Supplied data -
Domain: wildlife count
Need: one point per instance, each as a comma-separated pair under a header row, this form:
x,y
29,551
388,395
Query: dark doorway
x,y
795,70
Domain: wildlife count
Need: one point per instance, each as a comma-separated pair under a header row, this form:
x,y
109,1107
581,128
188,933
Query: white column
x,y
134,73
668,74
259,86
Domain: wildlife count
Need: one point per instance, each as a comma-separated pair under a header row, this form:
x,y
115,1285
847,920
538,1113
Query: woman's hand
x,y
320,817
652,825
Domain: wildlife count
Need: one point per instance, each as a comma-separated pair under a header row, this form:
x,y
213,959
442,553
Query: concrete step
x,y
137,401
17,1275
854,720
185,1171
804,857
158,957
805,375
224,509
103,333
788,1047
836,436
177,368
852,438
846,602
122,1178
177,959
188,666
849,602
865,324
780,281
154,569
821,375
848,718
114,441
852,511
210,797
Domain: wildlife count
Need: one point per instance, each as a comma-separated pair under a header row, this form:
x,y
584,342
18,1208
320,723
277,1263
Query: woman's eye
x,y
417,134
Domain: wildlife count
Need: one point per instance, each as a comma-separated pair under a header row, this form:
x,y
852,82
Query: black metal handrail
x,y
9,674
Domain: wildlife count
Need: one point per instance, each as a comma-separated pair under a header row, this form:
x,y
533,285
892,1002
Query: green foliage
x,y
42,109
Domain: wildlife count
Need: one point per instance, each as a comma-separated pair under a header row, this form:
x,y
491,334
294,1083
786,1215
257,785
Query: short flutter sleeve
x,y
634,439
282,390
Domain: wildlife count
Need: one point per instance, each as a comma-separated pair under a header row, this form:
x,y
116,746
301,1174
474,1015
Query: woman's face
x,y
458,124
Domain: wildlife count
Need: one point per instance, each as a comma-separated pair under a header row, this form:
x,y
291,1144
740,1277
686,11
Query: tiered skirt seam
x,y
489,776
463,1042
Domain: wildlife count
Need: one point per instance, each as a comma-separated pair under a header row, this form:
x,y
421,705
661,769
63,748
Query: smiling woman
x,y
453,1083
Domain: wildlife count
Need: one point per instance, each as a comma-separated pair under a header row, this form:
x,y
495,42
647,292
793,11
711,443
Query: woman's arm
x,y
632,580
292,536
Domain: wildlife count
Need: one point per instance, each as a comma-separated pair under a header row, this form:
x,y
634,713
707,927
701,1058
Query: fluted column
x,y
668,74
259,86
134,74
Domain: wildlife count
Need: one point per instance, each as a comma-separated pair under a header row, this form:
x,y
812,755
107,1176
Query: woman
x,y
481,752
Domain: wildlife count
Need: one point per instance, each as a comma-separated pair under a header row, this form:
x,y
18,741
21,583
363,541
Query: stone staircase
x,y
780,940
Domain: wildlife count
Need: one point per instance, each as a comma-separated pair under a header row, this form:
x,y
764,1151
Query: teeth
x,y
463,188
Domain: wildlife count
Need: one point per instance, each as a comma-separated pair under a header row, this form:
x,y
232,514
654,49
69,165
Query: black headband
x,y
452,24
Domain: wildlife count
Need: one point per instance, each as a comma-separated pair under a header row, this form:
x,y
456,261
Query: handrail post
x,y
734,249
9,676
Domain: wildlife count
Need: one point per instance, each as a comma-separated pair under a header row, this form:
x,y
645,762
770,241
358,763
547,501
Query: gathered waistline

What you should do -
How many lines in the records above contain the string "woman"? Reply with the number alone.

Output of the exercise -
6